Source records:
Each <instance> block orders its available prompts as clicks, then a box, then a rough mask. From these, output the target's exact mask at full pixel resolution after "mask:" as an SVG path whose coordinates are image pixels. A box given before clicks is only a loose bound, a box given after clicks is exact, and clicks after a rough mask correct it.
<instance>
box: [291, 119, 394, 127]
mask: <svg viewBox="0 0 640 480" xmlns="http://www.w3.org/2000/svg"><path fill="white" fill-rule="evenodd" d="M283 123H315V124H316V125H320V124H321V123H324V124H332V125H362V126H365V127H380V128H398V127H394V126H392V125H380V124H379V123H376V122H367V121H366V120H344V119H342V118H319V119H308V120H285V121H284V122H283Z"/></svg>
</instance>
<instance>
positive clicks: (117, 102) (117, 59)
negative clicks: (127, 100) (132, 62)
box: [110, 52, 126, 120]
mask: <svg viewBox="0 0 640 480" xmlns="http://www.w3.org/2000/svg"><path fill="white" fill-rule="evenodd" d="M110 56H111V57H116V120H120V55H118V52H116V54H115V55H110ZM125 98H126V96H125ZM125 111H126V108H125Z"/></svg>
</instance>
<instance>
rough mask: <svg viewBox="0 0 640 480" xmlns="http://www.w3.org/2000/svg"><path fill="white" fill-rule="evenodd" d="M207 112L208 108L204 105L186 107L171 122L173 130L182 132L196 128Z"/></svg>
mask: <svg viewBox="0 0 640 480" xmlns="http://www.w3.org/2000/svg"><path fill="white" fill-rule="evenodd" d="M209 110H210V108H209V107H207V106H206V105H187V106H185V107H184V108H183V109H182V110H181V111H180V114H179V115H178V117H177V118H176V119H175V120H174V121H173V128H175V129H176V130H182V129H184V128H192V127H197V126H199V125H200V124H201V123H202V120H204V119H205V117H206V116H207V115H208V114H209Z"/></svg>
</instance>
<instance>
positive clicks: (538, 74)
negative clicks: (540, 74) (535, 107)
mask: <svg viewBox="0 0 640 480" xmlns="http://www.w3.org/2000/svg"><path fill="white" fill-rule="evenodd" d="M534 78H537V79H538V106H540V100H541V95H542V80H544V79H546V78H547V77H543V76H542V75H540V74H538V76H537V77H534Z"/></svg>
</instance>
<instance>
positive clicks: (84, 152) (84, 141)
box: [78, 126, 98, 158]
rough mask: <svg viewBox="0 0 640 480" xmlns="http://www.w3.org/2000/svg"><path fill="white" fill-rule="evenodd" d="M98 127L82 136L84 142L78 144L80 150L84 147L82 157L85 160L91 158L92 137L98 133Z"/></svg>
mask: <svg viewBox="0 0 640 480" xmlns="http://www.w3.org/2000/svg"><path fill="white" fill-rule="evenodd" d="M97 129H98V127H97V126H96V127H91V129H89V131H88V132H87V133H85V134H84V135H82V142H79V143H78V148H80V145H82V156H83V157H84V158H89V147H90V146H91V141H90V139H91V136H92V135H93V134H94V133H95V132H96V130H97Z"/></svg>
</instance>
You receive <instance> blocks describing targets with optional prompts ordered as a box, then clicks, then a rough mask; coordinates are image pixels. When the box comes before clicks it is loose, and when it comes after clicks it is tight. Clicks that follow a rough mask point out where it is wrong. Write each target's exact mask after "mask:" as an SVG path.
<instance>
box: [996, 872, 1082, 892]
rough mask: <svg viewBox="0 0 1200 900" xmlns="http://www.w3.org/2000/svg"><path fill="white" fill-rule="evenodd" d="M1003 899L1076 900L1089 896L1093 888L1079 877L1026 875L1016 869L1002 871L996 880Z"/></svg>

EXERCISE:
Pull out every line in the source records that contains the word "target", where case counts.

RESULT:
Each <instance> block orders its available prompts as clicks, then a box, then a rough mask. From these, output the target's exact mask at full pixel resolution after "mask:" as an SVG path whose coordinates are image pixels. A box given before clicks is only a loose bound, a box given after clicks is exact, and clicks after a rough mask correct it.
You receive <instance> blocks describing targets with optional prompts ordered as a box, then clicks, then a rough mask; coordinates are image pixels. When the box comes before clicks it is loose, and when it comes after clicks it is tight. Clicks that follow a rough mask point out where it is wrong. Write each target's exact mask after "mask:" as an SVG path.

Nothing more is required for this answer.